* **Records to process**:
--- Begin ---

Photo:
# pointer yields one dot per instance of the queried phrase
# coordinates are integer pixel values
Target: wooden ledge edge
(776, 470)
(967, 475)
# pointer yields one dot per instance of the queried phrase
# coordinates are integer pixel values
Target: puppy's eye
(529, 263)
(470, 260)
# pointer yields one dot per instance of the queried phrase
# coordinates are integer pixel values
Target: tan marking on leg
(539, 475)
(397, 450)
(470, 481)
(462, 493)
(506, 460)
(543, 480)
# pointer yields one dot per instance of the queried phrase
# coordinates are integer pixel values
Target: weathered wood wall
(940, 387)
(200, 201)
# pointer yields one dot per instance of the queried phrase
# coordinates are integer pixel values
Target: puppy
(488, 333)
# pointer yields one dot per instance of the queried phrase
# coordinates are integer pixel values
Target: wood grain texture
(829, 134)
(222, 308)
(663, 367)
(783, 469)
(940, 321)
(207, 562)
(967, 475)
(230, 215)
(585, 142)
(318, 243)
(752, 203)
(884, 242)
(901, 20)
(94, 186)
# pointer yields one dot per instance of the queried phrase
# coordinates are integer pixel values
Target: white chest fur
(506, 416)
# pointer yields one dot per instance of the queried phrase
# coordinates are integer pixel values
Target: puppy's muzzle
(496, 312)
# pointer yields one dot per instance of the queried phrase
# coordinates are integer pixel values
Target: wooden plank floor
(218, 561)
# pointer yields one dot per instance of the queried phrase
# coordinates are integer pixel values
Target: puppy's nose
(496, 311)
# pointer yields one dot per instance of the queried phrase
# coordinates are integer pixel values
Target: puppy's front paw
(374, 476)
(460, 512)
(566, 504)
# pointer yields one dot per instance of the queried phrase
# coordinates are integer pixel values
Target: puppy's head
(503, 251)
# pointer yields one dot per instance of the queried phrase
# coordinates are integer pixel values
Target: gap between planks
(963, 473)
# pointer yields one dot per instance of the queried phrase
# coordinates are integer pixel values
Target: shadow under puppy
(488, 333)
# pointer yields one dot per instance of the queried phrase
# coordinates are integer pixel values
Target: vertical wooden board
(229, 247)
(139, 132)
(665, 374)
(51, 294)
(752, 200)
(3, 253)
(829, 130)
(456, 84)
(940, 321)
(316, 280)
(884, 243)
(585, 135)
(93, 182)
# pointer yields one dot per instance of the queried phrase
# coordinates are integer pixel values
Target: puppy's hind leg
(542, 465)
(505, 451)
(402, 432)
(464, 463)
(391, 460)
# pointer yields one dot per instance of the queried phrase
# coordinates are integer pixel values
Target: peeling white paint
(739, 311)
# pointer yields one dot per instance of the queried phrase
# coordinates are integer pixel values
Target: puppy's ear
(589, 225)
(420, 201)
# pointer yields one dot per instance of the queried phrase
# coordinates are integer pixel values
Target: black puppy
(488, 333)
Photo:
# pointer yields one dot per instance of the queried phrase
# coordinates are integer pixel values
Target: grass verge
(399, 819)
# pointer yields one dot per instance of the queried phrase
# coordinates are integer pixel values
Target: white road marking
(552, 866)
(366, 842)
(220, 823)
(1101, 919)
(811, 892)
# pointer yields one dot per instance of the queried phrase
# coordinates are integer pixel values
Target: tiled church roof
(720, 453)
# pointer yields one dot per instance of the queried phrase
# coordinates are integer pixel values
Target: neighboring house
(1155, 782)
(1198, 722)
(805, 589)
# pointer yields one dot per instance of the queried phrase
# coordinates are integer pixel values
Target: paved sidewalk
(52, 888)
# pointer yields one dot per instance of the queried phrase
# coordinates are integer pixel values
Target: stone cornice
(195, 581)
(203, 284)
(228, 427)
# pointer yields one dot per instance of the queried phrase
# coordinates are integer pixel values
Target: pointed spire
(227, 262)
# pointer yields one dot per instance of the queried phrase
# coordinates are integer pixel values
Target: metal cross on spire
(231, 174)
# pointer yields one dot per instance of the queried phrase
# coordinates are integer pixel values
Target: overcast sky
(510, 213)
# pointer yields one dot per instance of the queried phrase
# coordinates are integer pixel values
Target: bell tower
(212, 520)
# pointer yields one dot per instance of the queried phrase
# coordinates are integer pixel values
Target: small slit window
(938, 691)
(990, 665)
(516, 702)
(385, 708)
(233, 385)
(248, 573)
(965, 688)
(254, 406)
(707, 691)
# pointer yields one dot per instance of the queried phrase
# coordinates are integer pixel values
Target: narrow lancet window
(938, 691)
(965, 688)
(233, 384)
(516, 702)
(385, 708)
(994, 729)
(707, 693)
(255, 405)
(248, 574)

--- End ---

* **Problem requirements**:
Restate each entry exactly, skipping none.

* **Exercise solution**:
Photo:
# pointer yields one dot per instance of the queried phrase
# coordinates are integer pixel values
Target: wooden ledge edge
(776, 470)
(967, 475)
# pointer yields one dot per instance of the queried phrase
# coordinates are integer pixel values
Target: puppy's eye
(529, 263)
(470, 260)
# pointer yields one dot per instance of the queried phrase
# coordinates are integer pixel values
Target: tan marking on leg
(539, 475)
(397, 450)
(470, 481)
(462, 493)
(506, 460)
(543, 480)
# pointer yields one dot per instance of the queried phrase
# coordinates are integer pixel values
Target: weathered wood wall
(940, 387)
(200, 201)
# pointer yields one dot per instance of the queried phrase
# coordinates are integer pixel values
Target: puppy
(488, 333)
# pointer yields one dot per instance of the queried phrase
# coordinates are integer pixel values
Target: wood grain texture
(829, 134)
(222, 308)
(663, 367)
(783, 469)
(940, 321)
(207, 562)
(967, 475)
(230, 215)
(585, 142)
(318, 243)
(752, 203)
(884, 242)
(901, 20)
(94, 186)
# pointer yields one dot per instance of the queried phrase
# coordinates are integer pixel values
Target: white chest fur
(506, 416)
# pointer yields one dot per instance of the queried phrase
# coordinates are integer pixel values
Target: puppy's muzzle
(496, 312)
# pointer yields one dot per instance of the queried phrase
# coordinates are integer pixel values
Target: wooden plank floor
(218, 561)
# pointer yields one dot per instance of the queried phrase
# coordinates are integer pixel values
Target: puppy's nose
(496, 311)
# pointer yields one dot per instance of the queried phrase
# coordinates are integer pixel values
Target: puppy's front paw
(374, 476)
(460, 512)
(566, 504)
# pointer yields one dot per instance of the queried phrase
# coordinates are integer pixel values
Target: puppy's head
(503, 251)
# pointer yields one dot per instance of the queried phrase
# coordinates are integer pixel values
Target: gap between planks
(963, 473)
# pointer yields one dot per instance of the queried phrase
# coordinates are integer pixel values
Target: shadow under puppy
(488, 333)
# pointer yields one dot per instance of the queried phrase
# coordinates are integer pixel values
Target: vertical wooden board
(229, 247)
(139, 132)
(665, 374)
(51, 294)
(752, 200)
(3, 253)
(829, 130)
(456, 84)
(940, 321)
(316, 280)
(884, 243)
(585, 135)
(93, 182)
# pointer yields one dot per instance of the queried phrase
# coordinates are integer pixel values
Target: puppy's hind leg
(542, 465)
(505, 451)
(402, 432)
(464, 463)
(391, 460)
# pointer yields one dot per instance of the queried phrase
# coordinates are integer pixel values
Target: peeling white paint
(739, 311)
# pointer yields one dot per instance of the queried phrase
# coordinates are integer pixel values
Target: puppy's ear
(589, 225)
(420, 201)
# pointer yields one dot per instance of the queried phrase
# coordinates are integer pixel values
Target: black puppy
(488, 333)
Photo:
# pointer yields one dot per instance of the queried phrase
# coordinates are integer pixel values
Target: grass verge
(399, 819)
# pointer yields one dot per instance of the queried phrase
# coordinates are integer pixel values
Target: white road marking
(552, 866)
(366, 842)
(220, 823)
(1101, 919)
(811, 892)
# pointer yields one dot per instance of the queried phrase
# coordinates are integer pixel values
Target: tiled church roof
(720, 453)
# pointer yields one dot per instance of the queried phrase
# coordinates are integer pixel values
Target: neighboring house
(1155, 782)
(1198, 722)
(805, 589)
# pointer yields one dot per instance of the queried phrase
# coordinates are integer pixel values
Target: paved sidewalk
(52, 888)
# pointer yields one dot per instance of the queried phrase
# coordinates are integer pixel values
Target: stone cornice
(195, 581)
(203, 284)
(228, 427)
# pointer yields one dot per instance of the queried phrase
# coordinates are integer pixel values
Target: pointed spire
(227, 262)
# pointer yields one dot per instance of the queried phrase
# coordinates are integer pixel values
Target: metal cross on spire
(231, 174)
# pointer yields one dot per instance of the queried phrase
# coordinates are integer pixel values
Target: overcast sky
(510, 213)
# pointer yields one dot per instance of the queried phrase
# coordinates are integer pixel values
Target: bell tower
(212, 520)
# pointer yields one dot per instance of the queried phrase
# coordinates are integer pixel values
Target: small slit window
(938, 691)
(990, 665)
(516, 702)
(385, 708)
(233, 385)
(248, 573)
(965, 688)
(254, 406)
(707, 691)
# pointer yields one dot per instance of the queried phrase
# coordinates are integer pixel values
Target: narrow lancet window
(938, 691)
(965, 688)
(233, 384)
(516, 702)
(385, 708)
(994, 729)
(707, 693)
(255, 405)
(248, 574)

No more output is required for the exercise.